Aim of the exercise – Can you carry on the thesis abstract on composting latrines below, starting right after its last sentence?

Text segment –
Date of Award


Document Type

Master's Thesis

Degree Name

Master of Science in Civil Engineering (MS)

College, School or Department Name

Department of Civil and Environmental Engineering


Brian Barkdoll


Water resource depletion and sanitation are growing problems around the world. A solution to both of these problems is the use of composting latrines, as it requires no water and has been recommended by the World Health Organization as an improved sanitation technology. However, little analysis has been done on the decomposition process occurring inside the latrine, including what temperatures are reached and what variables most affect the composting process. Having better knowledge of how outside variables affect composting latrines can aid development workers on the choice of implementing such technology, and to better educate the users on the appropriate methods of maintenance.

This report presents a full, detailed construction manual and temperature data analysis of a double vault composting latrine. During the author’s two year Peace Corps service in rural Paraguay he was involved with building twenty one composting latrines, and took detailed temperature readings and visual observations of his personal latrine for ten months. The author also took limited temperature readings of fourteen community member’s latrines over a three month period. These data points were analyzed to find correlations between compost temperatures and several variables.

The two main variables found to affect the compost temperatures were the seasonal trends of the outside temperatures, and the mixing and addition of moisture to the compost. Outside seasonal temperature changes were compared to those of the compost and a linear regression was performed resulting in a R2-value of 0.89. Mixing the compost and adding water, or a water/urine mixture, resulted in temperature increases of the compost 100% of the time, with seasonal temperatures determining the rate and duration of the temperature increases.

Data records –

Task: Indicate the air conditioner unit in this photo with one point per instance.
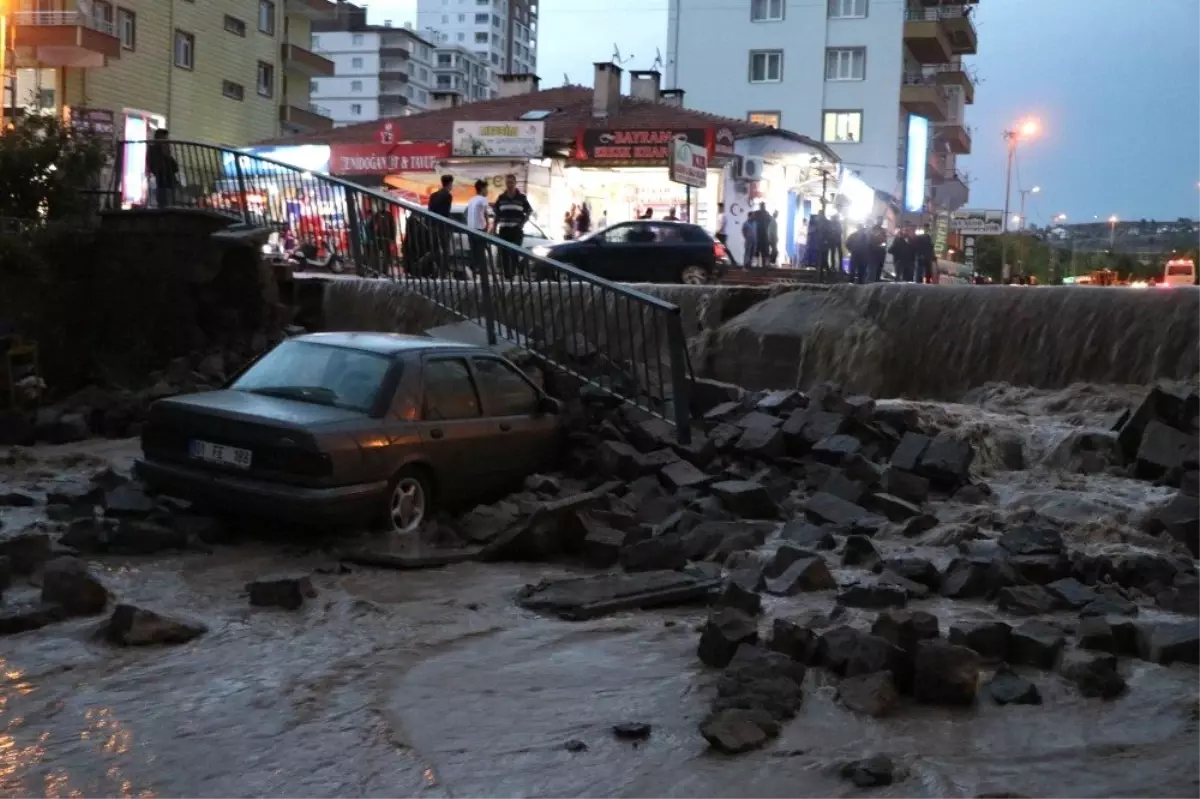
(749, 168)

==

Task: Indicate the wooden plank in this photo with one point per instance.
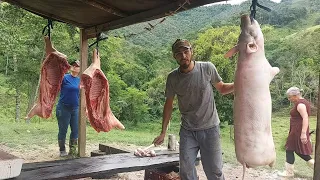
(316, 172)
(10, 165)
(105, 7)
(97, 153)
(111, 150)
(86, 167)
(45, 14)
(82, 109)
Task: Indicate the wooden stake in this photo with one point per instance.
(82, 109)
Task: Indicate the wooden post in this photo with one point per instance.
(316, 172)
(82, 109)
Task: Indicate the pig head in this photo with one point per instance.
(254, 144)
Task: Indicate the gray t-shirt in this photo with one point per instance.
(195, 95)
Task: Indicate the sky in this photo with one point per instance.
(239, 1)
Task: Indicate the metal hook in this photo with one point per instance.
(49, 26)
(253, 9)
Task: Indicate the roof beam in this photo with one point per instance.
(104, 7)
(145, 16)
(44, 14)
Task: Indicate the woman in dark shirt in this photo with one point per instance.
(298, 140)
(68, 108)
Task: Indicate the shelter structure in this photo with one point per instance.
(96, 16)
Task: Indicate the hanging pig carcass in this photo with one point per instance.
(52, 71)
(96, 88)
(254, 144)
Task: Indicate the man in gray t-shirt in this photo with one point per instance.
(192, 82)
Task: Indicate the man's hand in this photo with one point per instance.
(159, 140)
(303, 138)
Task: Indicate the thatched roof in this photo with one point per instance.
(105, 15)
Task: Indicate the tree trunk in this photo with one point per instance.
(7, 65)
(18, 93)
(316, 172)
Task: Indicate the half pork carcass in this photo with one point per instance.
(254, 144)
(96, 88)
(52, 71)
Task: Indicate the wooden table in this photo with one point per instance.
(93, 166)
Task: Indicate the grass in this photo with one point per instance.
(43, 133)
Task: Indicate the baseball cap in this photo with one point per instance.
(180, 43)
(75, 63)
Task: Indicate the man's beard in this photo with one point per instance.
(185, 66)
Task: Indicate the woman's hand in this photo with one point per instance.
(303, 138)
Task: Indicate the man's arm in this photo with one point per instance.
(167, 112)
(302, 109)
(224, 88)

...

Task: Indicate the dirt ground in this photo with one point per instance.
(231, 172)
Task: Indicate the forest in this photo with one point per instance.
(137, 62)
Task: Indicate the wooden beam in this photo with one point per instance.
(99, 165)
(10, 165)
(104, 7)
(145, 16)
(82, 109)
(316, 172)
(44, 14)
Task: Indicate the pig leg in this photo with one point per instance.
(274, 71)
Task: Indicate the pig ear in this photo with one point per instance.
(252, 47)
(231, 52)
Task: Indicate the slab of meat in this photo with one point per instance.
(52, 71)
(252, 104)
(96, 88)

Answer box –
The temperature readings were also used to find events when certain temperatures were held for sufficient amounts of time to reach total pathogen destruction in the compost. Four different events were recorded when a temperature of 122°F (50°C) was held for at least 24 hours, ensuring total pathogen destruction in that area of the compost. One event of 114.8°F (46°C) held for one week was also recorded, again ensuring total pathogen destruction.

Through the analysis of the temperature data, however, it was found that the compost only reached total pathogen destruction levels during ten percent of the data points. Because of this the storage time recommendation outlined by the World Health Organization should be complied with. The WHO recommends storing compost for 1.5-2 years in climates with ambient temperatures of 2-20°C (35-68°F), and for at least 1 year with ambient temperatures of 20-35°C (68-95°F). If these storage durations are obtainable the use of the double vault composting latrine is an economical and achievable solution to sanitation while conserving water resources.